• **AIM OF THE EXERCISE**:
In the TPF troubleshooting text, explain in one to three sentences why the NCP kept the pacing window size at 1 on the PU2.1 session even after traffic became moderate.

• **PAGE EXTRACT**:
Explanation: Code in PIU trace updates the NA in a CDRM RVT entry when an ACTCDRM request is received. This code only checks the first byte of data for a X'14', which is an ACTCDRM if the PIU type is session control. Every so often, an application in the TPF system sent a user data PIU containing a X'14' as the first byte of data. Seeing the X'14', PIU trace assumed that the PIU was and ACTCDRM and changed the NA in the LU RVT entry, which resulted in a hung session. APAR PJ19824 fixed the ACTCDRM check in PIU trace.
Ask For A Raise If You Are Over Your Credit Limit
Symptoms: Data on a PU2.1 session started backing up in the TPF system. The PIU trace showed that for the past 3 hours, every time the TPF system sent a pacing request on this LU-LU session, the NCP responded with a window size of 1. After the backlog of data subsided and traffic became moderate, the NCP kept the pacing window size at 1, even though the NCP was running at less than 10% capacity.
Question: PU2.1 uses adaptive session level pacing so, when the flood of messages was over, why didn't the NCP increase the pacing size window?
Explanation: In NCP V6R1, if more than 8KB of data queues up for an LU-LU session, the session is switched from interactive mode to batch mode. In interactive mode, the NCP automatically adjusts the pacing window size up or down based on current conditions; however in batch mode, what amounts to fixed pacing is used unless the LU requests a larger window size. NCP V6R2 changed its pacing algorithm to switch back to interactive mode when the queue drains, but code was also added to the TPF system (with APAR PJ13651) to take advantage of the request larger window size feature in PU2.1.
Dial O-M-T for Murder
Symptoms: For no apparent reason, the TPF system would occasionally UNBIND (break) an LU6.2 session. The operator did not enter any message to deactivate the session, nor were there any network failures. PIU trace did not show any errors in the data flow that would have led the TPF system to send the UNBIND.
Questions: What program is committing these random acts of violence, killing LU6.2 sessions, and why?
Explanation: When the TPF system sends data faster than the remote end can process it, the output message transmission (OMT) package has to queue the data. If the OMT queue is ever purged, the 'messages on queue' bit is left on by accident. A few minutes after that, if no message go on the queue, the OMT timeout routine will think that the session is hung because the 'messages on queue' bit is on, but no messages have been dequeued for a long period of time. The OMT timeout routine was deactivating the session. APAR PJ18167 fixes LU6.2 OMT processing.

• **RECORDS PROVIDED**:
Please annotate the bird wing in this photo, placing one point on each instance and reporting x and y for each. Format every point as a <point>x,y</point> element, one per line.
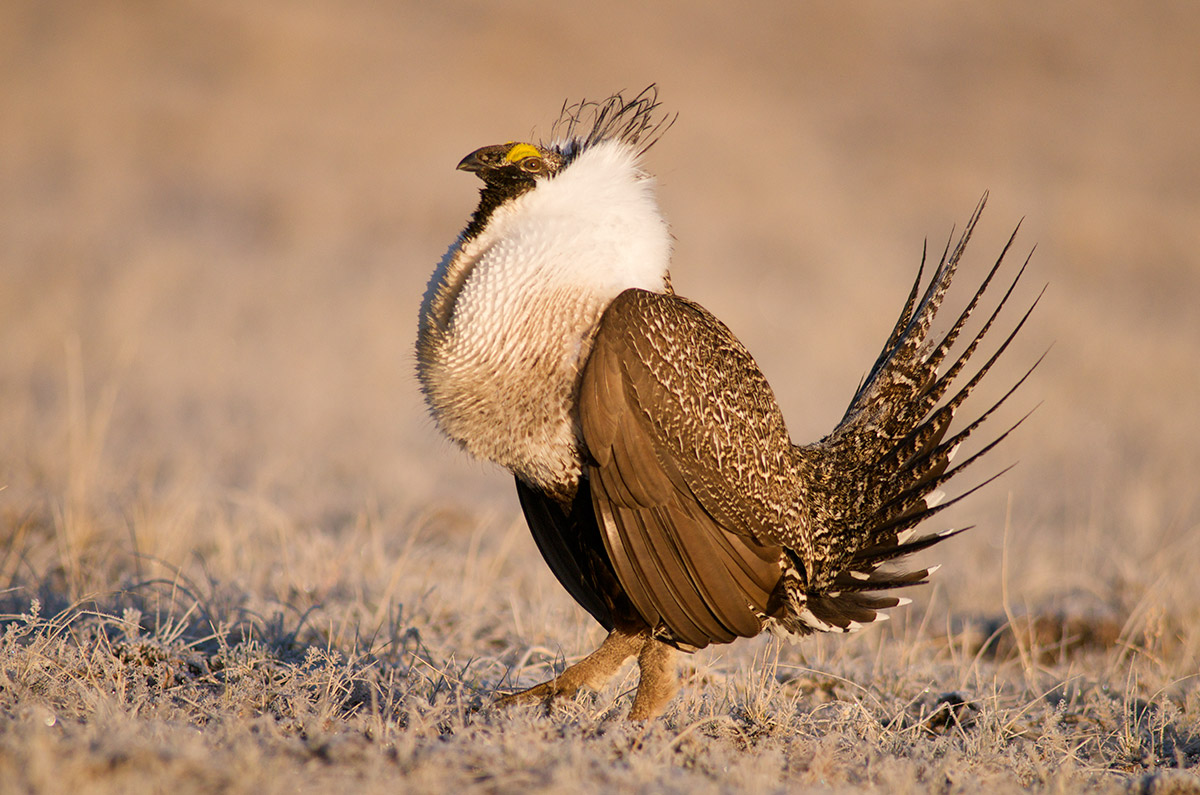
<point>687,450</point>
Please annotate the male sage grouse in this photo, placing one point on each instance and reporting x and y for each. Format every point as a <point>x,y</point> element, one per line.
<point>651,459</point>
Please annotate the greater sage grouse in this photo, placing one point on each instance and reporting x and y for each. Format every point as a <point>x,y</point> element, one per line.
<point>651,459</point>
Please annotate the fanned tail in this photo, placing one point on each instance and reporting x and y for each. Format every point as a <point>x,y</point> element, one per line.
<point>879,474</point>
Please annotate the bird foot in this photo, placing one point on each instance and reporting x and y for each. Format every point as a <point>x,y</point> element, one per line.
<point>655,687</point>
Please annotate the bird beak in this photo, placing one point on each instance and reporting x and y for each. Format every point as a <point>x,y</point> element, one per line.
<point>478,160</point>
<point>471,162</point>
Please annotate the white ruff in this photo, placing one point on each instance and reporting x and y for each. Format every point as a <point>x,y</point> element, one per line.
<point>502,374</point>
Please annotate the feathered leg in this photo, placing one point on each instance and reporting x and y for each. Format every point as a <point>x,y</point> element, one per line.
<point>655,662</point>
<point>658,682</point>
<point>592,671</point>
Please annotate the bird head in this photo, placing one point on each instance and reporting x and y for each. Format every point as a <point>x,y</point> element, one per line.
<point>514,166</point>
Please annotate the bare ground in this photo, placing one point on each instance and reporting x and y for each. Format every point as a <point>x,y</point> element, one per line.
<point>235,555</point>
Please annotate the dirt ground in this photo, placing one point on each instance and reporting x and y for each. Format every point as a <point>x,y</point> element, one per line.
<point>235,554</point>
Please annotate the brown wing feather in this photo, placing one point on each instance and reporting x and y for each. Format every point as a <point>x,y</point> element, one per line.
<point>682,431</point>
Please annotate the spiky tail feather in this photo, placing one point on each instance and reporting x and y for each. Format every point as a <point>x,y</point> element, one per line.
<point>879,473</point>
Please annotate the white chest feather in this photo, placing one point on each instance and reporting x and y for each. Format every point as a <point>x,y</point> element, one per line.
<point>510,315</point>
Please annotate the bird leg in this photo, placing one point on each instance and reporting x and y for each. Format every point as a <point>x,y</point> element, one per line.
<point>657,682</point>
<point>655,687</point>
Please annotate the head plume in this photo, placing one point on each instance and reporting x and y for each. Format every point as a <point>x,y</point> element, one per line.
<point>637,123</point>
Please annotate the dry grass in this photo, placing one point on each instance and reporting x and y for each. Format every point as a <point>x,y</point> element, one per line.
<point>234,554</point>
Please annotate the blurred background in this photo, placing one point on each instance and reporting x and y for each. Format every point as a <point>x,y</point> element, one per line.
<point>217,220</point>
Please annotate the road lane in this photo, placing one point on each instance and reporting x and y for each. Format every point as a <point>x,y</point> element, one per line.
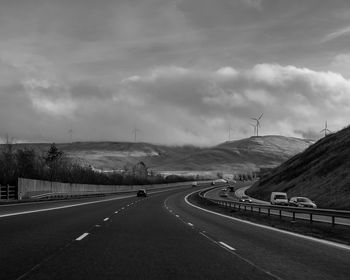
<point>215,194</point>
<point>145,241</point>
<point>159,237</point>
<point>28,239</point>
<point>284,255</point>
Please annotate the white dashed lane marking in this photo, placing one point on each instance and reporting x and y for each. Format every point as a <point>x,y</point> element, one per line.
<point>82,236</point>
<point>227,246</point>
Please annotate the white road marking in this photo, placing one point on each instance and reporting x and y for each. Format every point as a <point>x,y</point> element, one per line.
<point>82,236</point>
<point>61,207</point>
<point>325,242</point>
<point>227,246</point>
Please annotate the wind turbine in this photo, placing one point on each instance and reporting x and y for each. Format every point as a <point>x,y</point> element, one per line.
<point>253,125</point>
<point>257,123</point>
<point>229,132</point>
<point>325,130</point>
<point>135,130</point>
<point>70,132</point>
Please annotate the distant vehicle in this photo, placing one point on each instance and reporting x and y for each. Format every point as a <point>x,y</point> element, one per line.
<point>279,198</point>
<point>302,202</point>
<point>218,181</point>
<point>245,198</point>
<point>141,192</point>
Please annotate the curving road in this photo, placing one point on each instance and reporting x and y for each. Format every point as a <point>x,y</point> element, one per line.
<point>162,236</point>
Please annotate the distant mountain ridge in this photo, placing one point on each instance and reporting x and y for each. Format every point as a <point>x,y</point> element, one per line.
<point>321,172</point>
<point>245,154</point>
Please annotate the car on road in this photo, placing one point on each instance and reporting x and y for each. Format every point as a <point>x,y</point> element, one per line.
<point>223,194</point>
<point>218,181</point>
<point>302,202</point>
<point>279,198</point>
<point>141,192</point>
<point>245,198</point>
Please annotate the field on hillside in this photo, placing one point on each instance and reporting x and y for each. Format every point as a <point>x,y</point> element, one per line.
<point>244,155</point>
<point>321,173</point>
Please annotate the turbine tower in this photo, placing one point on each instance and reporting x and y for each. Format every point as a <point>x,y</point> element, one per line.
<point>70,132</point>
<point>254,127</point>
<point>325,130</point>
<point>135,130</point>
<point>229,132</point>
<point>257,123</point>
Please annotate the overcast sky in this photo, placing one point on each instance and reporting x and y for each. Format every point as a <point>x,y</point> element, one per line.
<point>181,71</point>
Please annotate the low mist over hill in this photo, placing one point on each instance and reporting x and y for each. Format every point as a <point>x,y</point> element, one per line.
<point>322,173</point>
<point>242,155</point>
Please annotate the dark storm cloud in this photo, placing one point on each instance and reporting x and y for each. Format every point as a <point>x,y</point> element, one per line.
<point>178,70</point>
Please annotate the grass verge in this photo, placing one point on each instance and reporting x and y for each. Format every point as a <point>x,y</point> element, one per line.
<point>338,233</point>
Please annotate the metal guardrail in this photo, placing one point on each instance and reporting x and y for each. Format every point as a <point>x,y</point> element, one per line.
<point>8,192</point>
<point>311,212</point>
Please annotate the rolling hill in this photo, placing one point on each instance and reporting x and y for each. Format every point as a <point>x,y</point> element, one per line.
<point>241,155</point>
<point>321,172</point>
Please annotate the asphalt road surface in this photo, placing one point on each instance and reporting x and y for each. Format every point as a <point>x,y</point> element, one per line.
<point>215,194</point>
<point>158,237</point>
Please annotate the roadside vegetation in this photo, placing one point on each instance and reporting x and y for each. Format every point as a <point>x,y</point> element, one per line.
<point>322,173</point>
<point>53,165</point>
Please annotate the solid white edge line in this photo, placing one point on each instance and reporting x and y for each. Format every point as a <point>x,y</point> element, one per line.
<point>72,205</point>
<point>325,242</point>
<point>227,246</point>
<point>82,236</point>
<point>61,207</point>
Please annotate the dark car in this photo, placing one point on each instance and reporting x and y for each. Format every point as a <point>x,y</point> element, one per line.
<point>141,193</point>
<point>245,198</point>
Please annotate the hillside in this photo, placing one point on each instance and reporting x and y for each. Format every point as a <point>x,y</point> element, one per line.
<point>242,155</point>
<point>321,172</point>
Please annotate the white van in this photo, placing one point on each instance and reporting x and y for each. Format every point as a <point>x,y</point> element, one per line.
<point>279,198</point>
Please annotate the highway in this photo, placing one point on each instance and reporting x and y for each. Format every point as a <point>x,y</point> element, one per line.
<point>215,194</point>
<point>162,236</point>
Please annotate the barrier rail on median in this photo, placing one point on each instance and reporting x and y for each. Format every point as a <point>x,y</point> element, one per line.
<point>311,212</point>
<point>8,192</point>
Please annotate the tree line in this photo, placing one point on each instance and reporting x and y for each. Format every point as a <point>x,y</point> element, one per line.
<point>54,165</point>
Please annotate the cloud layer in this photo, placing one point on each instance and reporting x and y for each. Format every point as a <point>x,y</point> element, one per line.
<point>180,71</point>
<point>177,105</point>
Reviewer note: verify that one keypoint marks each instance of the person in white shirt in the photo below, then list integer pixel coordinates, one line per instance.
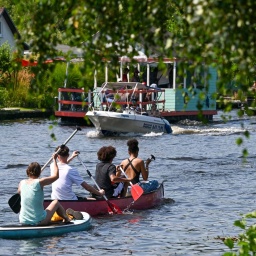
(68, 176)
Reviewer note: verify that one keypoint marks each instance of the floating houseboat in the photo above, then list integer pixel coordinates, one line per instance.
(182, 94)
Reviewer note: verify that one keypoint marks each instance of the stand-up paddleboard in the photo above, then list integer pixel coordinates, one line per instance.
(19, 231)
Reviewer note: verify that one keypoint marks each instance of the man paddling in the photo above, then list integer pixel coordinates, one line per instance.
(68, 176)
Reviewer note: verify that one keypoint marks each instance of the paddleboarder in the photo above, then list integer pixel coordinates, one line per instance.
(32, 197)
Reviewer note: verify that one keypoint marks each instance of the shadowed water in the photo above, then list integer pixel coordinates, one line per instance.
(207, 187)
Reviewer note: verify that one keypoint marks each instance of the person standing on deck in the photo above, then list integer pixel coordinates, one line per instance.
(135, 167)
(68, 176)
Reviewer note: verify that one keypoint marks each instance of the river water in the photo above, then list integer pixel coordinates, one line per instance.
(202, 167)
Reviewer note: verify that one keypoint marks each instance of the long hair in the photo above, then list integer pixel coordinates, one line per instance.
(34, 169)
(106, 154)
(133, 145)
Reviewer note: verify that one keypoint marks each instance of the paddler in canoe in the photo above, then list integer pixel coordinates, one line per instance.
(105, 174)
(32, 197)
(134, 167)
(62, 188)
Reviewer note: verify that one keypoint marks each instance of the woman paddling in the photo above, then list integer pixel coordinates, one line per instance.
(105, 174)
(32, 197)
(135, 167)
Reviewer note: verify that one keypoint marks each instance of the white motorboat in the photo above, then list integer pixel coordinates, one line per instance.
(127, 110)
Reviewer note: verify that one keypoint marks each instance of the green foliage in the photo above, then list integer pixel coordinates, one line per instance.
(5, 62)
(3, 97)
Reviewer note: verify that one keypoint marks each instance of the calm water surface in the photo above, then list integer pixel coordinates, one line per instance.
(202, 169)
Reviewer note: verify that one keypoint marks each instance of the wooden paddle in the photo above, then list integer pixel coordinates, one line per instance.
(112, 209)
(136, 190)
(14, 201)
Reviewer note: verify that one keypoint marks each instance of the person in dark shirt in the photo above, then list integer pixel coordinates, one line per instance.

...

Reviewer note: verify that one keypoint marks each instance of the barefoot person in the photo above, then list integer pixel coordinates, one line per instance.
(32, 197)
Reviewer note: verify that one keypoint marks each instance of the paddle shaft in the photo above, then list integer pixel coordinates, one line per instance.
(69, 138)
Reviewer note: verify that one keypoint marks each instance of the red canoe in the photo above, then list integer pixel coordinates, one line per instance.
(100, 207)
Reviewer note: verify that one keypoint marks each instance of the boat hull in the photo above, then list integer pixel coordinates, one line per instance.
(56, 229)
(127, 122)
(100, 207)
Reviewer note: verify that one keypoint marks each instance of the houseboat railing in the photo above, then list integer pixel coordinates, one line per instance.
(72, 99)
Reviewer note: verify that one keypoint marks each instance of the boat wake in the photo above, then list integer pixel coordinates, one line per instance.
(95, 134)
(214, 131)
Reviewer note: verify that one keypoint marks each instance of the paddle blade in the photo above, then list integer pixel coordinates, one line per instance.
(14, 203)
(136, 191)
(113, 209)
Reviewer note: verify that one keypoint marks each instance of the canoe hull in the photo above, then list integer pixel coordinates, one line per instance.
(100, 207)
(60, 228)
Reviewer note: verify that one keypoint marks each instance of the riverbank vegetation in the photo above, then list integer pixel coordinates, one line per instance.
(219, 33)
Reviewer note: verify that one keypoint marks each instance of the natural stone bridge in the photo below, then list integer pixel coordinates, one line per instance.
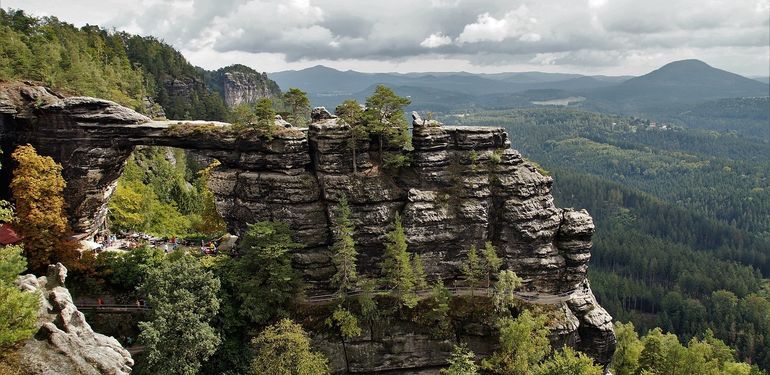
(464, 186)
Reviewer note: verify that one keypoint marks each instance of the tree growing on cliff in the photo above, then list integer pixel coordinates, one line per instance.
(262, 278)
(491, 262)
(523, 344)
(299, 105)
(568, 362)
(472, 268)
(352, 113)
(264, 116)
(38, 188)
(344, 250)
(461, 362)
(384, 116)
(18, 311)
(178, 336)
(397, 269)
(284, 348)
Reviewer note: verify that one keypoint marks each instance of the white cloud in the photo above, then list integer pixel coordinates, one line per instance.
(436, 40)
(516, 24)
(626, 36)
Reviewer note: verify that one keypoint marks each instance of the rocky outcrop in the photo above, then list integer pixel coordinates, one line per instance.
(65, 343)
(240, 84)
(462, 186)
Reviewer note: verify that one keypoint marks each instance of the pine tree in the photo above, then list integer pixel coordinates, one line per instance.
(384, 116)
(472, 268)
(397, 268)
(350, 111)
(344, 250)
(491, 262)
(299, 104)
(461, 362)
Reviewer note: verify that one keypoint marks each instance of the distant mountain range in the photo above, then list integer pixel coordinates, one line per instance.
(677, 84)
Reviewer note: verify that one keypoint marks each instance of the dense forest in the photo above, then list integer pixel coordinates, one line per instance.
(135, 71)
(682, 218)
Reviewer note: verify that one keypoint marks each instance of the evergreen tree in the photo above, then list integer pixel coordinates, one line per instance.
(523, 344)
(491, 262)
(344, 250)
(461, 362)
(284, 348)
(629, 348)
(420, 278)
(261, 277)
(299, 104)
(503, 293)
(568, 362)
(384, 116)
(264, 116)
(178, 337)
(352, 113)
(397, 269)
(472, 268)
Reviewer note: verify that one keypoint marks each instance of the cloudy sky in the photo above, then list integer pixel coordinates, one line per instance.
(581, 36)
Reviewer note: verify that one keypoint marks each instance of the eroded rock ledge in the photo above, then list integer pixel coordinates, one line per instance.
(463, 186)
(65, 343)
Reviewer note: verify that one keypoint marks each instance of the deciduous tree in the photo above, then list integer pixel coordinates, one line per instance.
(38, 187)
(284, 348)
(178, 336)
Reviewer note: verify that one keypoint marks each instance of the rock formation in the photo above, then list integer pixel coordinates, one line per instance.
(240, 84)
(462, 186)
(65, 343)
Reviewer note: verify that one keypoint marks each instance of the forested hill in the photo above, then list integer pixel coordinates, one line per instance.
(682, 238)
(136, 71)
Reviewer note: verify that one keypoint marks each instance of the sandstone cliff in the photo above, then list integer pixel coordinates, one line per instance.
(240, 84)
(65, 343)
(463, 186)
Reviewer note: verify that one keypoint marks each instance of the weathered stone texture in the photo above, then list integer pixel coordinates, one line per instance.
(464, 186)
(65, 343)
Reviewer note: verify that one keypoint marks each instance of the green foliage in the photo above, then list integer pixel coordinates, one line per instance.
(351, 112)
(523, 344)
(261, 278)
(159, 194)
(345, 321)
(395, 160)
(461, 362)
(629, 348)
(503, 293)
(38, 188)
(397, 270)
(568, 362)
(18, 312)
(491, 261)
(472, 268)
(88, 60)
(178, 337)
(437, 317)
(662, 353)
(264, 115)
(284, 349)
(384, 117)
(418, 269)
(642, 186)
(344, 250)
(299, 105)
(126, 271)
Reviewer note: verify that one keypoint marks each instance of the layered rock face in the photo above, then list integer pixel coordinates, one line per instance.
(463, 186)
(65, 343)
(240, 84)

• **WRITTEN RESPONSE**:
In NCP V6R1, when more than 8KB of data queues up for an LU-LU session, the session is switched from interactive mode to batch mode. In interactive mode the NCP adjusts the pacing window size up or down on its own. In batch mode it uses what amounts to fixed pacing unless the LU requests a larger window size.